---------- RECORDS SHOWN

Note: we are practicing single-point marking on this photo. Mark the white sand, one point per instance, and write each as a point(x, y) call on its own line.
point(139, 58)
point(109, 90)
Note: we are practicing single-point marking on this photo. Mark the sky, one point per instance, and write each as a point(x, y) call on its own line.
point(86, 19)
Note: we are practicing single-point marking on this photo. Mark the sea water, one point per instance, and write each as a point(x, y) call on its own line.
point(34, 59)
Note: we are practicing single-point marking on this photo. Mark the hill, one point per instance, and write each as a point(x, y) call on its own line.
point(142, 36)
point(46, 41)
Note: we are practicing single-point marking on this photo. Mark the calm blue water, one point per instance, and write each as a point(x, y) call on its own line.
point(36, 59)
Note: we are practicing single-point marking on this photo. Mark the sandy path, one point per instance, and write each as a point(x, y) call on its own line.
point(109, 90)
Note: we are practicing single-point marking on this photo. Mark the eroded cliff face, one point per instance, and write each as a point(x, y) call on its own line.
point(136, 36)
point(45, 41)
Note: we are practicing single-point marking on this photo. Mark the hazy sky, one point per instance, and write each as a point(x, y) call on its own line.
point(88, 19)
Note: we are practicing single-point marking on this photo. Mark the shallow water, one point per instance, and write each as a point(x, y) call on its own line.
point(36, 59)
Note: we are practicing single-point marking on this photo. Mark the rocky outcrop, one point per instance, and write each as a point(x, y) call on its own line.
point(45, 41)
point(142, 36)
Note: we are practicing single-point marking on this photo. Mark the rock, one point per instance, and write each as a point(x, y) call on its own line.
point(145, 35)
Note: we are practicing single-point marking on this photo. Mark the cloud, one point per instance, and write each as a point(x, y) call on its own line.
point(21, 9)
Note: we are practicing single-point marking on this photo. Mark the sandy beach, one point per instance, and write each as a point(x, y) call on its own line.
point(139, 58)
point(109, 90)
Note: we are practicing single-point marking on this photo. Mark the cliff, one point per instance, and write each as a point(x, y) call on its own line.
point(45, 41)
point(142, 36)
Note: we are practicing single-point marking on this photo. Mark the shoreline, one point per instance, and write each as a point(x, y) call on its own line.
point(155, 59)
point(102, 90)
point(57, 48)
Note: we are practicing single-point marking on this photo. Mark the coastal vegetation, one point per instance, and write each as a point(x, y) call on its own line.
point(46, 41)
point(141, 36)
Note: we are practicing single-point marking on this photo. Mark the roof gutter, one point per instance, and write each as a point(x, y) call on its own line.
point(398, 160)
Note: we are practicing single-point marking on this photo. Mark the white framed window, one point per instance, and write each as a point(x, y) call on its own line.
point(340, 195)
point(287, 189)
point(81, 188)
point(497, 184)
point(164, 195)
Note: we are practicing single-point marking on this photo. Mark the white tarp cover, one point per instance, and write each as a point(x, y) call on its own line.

--------------------

* _TASK INSTRUCTIONS_: The entries shown above must be reproduced in full, exactly as written.

* _ANSWER TO THE EXERCISE_:
Note: we are practicing single-point marking on this photo. Mark the white sand, one point per instance, and write each as a point(x, y) call on its own line.
point(139, 58)
point(109, 90)
Note: we are practicing single-point marking on this photo. Mark the sky, one point per instance, and write each as a point(x, y) call on its own line.
point(86, 19)
Note: we are practicing single-point marking on this photo. Mark the sea water, one point per instance, and write each as a point(x, y) call on its own line.
point(34, 59)
Note: we are practicing single-point marking on this photo. Mark the hill, one point per instance, and write each as a point(x, y) call on its own line.
point(142, 36)
point(46, 41)
Note: we are practicing single-point marking on this photo. Mark the calm blue water, one point per instance, and write each as a point(x, y) call on its own line.
point(36, 59)
Note: we are practicing single-point marking on this photo. Mark the sandy path, one point per instance, and write each as a point(x, y) call on its own line.
point(109, 90)
Note: we are practicing single-point marking on this photo. Mark the eroded cliff face, one point per instance, and write each as a point(x, y) call on its own line.
point(136, 36)
point(45, 41)
Note: we are practicing single-point marking on this photo. Mark the hazy sky, one point per instance, and write each as a point(x, y) call on its own line.
point(88, 19)
Note: we are practicing single-point marking on this photo. Mark the shallow water, one point per instance, and write each as a point(x, y) call on its own line.
point(36, 59)
Note: we are practicing single-point marking on this photo. Mark the rocky outcrop, one point per instance, and write each as a point(x, y) call on its own line.
point(45, 41)
point(142, 36)
Note: we are practicing single-point marking on this photo. Mark the rock, one point per instance, and write each as a point(x, y) call on its own line.
point(145, 35)
Note: we are practicing single-point marking on this photo. Mark the cloud, one point per instance, and write each as a point(x, y) call on its own line.
point(21, 9)
Note: we are practicing single-point marking on this photo. Mark the sandy beach, one point per instance, and write each as a point(x, y) call on its own line.
point(139, 58)
point(109, 90)
Note: we are practicing single-point marking on this photo. Mark the cliff, one point per instance, and write each as a point(x, y) call on its own line.
point(45, 41)
point(142, 36)
Note: we are practicing single-point marking on this photo. Mark the shoreline, one point per instance, and write each as a point(x, y) call on its own line.
point(155, 59)
point(102, 90)
point(57, 48)
Note: we are practicing single-point marking on this photo. Mark the coastal vegetation, one point per instance, and write each as a point(x, y) call on its own line.
point(46, 41)
point(141, 36)
Note: we are practicing single-point marking on this photo. Mark the roof gutter, one point per instance, and write each as a point(x, y) call on its own line.
point(398, 160)
Note: we are practicing single-point marking on this photo. Mark the white framed window, one point per instance, and write each as a point(x, y) call on its own line.
point(340, 195)
point(287, 189)
point(81, 188)
point(497, 184)
point(164, 195)
Note: we are practicing single-point marking on this photo. Mark the white tarp cover, one point per instance, and write each as a point(x, y) call on its own line.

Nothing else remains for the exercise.